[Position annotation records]
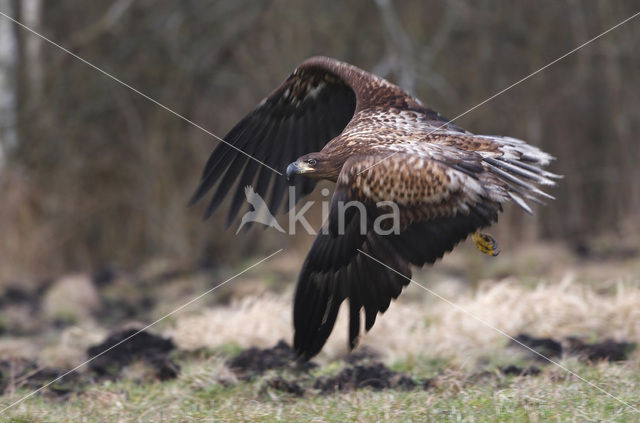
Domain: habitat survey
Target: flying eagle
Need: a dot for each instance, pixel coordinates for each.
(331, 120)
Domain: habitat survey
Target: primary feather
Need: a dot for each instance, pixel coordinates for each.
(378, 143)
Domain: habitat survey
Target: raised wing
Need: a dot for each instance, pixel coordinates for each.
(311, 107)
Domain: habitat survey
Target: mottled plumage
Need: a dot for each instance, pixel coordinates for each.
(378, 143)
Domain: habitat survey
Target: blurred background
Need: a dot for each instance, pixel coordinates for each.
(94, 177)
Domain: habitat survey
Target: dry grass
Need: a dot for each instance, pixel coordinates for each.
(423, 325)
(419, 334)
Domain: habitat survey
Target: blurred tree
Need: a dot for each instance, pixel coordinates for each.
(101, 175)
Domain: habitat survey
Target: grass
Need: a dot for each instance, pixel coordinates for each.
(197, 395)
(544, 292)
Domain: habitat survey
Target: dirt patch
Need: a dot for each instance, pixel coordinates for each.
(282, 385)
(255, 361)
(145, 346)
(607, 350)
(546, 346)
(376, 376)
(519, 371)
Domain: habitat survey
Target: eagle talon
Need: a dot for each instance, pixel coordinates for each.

==

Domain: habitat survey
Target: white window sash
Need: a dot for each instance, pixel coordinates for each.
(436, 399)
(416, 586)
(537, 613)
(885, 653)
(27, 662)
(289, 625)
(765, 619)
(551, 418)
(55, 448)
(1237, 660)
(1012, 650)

--

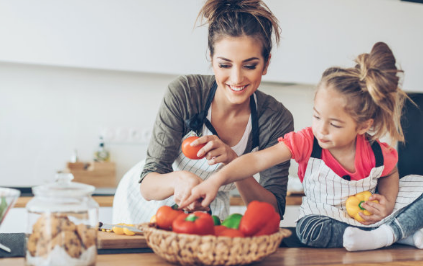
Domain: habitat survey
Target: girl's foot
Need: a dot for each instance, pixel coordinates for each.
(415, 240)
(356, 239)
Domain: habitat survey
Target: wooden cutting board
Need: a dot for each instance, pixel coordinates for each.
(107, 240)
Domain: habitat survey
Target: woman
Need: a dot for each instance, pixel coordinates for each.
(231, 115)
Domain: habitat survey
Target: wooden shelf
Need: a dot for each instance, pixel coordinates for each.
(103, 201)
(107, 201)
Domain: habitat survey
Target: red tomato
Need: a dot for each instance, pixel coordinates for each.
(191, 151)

> [WHAT YOU WILL DO]: How many lines in the data above contain the string "eagle"? Reply with the number alone.

> [RESULT]: 2